> _WRITTEN TASK A_:
Retype the passage of the thread on UK capital gains tax changes that opens with the words containing "## MartynKSA (Aug" and closes with "other investment property).", keeping every character unchanged.

— START OF SELECTED EXCERPT —

# CGT UK changes



## seasoar (Sep 14, 2012)

Hey - if George makes us Expats pay CGT on our UK house sales . . . won't that stop most of us selling? That will add to the shortage of UK property on the market . . . which will push up property prices even more . . . 

Dooooooooooh !!!!!!!!!!!! - Good thinking George

:confused2:


----------



## David_&_Letitia (Jul 8, 2012)

seasoar said:


> Hey - if George makes us Expats pay CGT on our UK house sales . . . won't that stop most of us selling? That will add to the shortage of UK property on the market . . . which will push up property prices even more . . .
> 
> Dooooooooooh !!!!!!!!!!!! - Good thinking George
> 
> :confused2:


I don't understand what you're alluding to here - CGT is *already* payable if the property is NOT your main home...


----------



## seasoar (Sep 14, 2012)

It's not if you become resident in Cyprus.


----------



## MartynKSA (Aug 7, 2011)

seasoar said:


> It's not if you become resident in Cyprus.


Really?

I thought that CGT was only not paid on disposal of your main residence if you had occupied it no more than 5 year ago. If more than 5 years, you pay CGT on disposal (as you would on any other investment property). 

How does your residency in Cyprus get round that?


----------



## David_&_Letitia (Jul 8, 2012)

seasoar said:


> It's not if you become resident in Cyprus.


My understanding is that George Osborne is targeting foreign investors in the UK property market which is causing price inflation in London. I believe that UK citizens, who are non resident in the UK are still liable:

HM Revenue & Customs: Tax on UK income or capital gains for non-UK residents


----------



## seasoar (Sep 14, 2012)

Wish you were right however CGT at moment is dependent on the rules of the country you reside in. ie. Cyprus does not charge its residents CGT on sale of UK property. George is considering changing the rules so CGT would be charged by the 'UK' on anyone who is non resident and sells a second home in the UK. So anyone who has invested in UK property for their pension plans for their retirement is potentially going to be stuffed. They call it the 'Equity trap' and if they change the rules it will send many people broke. The very wealthy who George is supposed to be targeting will probably not bother selling or they will long term let the properties out and invest elsewhere in future.

— END OF SELECTED EXCERPT —
— START OF STORED RECORDS —

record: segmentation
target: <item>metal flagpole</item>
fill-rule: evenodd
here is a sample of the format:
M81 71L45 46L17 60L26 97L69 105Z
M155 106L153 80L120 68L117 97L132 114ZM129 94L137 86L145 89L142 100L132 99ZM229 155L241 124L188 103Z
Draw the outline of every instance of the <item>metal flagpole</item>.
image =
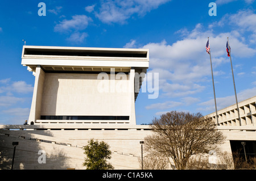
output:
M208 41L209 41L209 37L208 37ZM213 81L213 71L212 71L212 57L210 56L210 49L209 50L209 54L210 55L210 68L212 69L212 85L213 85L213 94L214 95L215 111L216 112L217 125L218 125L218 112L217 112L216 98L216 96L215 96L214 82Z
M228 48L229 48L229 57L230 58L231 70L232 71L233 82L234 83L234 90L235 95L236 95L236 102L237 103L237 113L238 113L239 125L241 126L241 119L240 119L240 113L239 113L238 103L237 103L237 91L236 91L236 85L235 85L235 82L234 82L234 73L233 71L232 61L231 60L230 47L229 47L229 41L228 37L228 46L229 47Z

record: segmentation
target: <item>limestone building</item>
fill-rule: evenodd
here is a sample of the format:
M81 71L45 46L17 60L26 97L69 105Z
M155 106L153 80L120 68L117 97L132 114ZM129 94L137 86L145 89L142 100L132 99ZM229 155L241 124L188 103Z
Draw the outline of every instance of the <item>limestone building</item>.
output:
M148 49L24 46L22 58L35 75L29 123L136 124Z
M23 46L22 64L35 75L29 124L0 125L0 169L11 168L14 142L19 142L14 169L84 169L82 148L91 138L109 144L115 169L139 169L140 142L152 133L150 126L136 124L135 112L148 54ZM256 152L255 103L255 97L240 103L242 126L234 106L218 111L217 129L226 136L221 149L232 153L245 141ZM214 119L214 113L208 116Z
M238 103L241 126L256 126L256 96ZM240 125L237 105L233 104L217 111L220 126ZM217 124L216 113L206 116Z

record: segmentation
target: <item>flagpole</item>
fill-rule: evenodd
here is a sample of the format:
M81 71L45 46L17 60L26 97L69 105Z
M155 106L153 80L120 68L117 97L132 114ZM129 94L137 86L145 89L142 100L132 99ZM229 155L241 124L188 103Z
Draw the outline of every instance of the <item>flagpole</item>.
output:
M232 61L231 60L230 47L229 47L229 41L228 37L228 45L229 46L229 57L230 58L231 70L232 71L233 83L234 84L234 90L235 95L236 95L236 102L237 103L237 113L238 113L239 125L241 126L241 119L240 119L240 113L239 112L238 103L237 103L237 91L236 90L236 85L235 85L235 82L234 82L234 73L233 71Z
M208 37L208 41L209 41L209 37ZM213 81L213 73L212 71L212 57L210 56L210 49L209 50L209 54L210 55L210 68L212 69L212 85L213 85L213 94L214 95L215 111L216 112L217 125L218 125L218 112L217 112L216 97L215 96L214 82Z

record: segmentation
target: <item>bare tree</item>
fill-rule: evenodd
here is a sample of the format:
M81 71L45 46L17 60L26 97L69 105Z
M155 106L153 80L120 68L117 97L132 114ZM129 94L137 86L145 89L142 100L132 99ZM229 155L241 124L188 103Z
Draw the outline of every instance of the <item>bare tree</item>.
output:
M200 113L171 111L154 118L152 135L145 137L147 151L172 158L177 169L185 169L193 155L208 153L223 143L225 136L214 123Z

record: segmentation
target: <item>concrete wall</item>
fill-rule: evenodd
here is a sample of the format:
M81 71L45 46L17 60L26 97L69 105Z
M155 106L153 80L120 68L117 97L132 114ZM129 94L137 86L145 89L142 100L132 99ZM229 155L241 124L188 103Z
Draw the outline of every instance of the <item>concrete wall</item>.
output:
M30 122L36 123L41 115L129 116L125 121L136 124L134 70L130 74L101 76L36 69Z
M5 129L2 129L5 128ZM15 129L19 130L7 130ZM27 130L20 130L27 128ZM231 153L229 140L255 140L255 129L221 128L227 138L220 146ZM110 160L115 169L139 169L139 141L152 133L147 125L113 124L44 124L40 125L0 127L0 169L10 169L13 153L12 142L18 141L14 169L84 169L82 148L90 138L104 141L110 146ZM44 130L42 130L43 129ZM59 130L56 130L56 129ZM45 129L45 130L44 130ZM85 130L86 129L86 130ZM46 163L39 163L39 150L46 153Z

— END OF STORED RECORDS —

> _WRITTEN TASK B_:
How many lines of the entries contain the string "tree", matching case exactly? Reply with the number alone.

> _SOLUTION A_:
## MartynKSA (Aug 7, 2011)

seasoar said:


> It's not if you become resident in Cyprus.


Really?

I thought that CGT was only not paid on disposal of your main residence if you had occupied it no more than 5 year ago. If more than 5 years, you pay CGT on disposal (as you would on any other investment property).

> _SOLUTION B_:
2